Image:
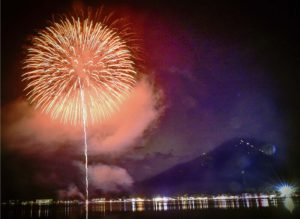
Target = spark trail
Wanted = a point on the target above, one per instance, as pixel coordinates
(85, 150)
(80, 69)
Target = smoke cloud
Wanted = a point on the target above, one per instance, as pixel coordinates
(28, 131)
(109, 178)
(71, 192)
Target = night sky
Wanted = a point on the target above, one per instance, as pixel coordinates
(213, 72)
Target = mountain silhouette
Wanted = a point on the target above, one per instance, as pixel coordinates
(238, 165)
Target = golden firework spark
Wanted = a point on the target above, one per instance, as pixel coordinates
(80, 52)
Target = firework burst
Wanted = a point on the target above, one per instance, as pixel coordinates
(88, 52)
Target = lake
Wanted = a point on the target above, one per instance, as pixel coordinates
(219, 207)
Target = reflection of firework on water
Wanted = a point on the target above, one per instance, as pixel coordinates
(81, 51)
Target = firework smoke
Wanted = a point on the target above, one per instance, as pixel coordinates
(80, 69)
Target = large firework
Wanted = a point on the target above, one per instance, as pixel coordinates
(81, 54)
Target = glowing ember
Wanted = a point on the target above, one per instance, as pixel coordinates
(99, 54)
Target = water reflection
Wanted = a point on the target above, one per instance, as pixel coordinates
(155, 204)
(289, 204)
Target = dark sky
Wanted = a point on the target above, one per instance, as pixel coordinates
(226, 70)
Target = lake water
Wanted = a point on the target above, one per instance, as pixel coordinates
(253, 208)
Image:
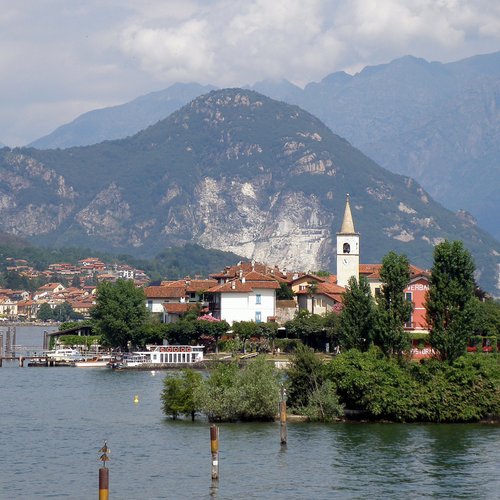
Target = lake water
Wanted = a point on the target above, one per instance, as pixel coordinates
(53, 421)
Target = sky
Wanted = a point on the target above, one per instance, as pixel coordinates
(62, 58)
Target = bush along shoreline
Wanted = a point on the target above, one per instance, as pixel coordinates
(354, 385)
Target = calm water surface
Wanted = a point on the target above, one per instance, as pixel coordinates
(54, 420)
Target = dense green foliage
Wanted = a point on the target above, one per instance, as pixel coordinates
(383, 388)
(451, 305)
(313, 330)
(357, 316)
(179, 394)
(393, 310)
(228, 394)
(309, 392)
(119, 313)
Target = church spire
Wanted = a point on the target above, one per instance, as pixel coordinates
(347, 223)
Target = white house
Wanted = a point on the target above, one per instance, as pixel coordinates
(251, 297)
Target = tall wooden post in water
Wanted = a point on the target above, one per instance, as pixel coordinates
(8, 344)
(214, 447)
(104, 473)
(283, 430)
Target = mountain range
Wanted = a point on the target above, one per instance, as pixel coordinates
(236, 171)
(438, 123)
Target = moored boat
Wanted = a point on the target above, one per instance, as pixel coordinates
(95, 362)
(65, 355)
(161, 356)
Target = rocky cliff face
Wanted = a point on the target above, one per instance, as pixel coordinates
(234, 171)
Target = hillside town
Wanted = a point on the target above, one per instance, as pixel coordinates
(246, 291)
(74, 285)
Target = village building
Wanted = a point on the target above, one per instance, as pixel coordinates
(249, 297)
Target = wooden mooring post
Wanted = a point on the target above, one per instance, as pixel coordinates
(104, 473)
(214, 447)
(283, 430)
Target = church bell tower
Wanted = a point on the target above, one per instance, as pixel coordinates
(347, 249)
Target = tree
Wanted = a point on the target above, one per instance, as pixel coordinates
(393, 310)
(310, 328)
(245, 330)
(179, 394)
(119, 313)
(305, 376)
(65, 312)
(45, 313)
(451, 306)
(357, 316)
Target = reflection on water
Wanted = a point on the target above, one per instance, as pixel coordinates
(54, 420)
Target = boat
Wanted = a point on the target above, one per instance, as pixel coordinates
(65, 355)
(95, 362)
(161, 356)
(133, 360)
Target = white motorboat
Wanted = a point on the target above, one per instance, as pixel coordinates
(66, 355)
(95, 362)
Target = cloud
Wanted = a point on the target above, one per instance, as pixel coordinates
(240, 41)
(59, 59)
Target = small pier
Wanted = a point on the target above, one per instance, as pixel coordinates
(24, 355)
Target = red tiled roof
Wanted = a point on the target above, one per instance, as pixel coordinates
(177, 307)
(373, 271)
(163, 292)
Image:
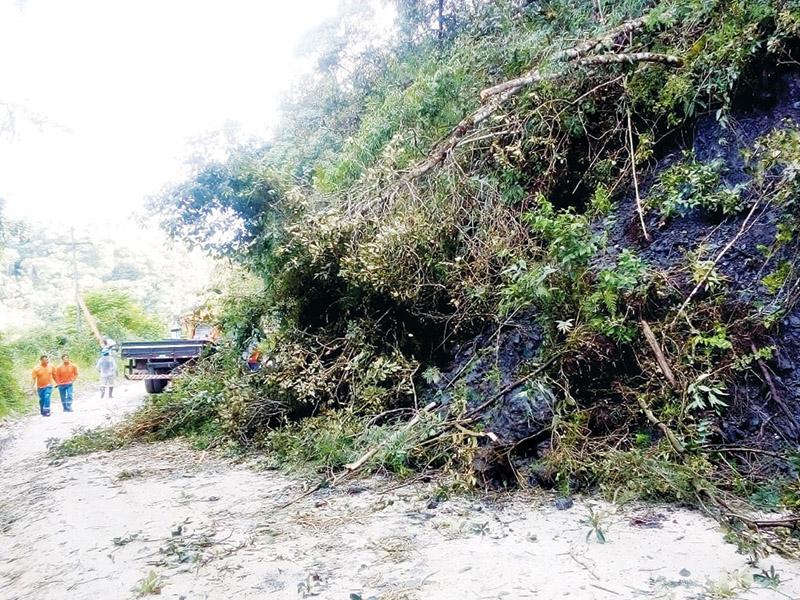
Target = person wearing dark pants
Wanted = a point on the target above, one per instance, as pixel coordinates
(42, 376)
(65, 375)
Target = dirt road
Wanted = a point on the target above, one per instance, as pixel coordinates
(164, 518)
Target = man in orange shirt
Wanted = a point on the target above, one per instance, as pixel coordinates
(42, 376)
(65, 375)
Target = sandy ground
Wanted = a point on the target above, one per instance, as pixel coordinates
(197, 526)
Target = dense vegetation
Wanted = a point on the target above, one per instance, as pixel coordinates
(501, 209)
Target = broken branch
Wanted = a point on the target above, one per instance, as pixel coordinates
(659, 354)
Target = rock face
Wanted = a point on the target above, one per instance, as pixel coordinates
(753, 416)
(487, 366)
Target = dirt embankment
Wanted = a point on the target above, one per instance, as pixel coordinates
(196, 526)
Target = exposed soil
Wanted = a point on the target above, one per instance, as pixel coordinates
══════
When a line above contains the string "water", copy that line.

→ **EXERCISE RESPONSE**:
Target = reflection of firework on water
Target = water reflection
Target = lake water
Target = lake water
Target = calm water surface
Target = tall wooden post in water
Target = reflection on water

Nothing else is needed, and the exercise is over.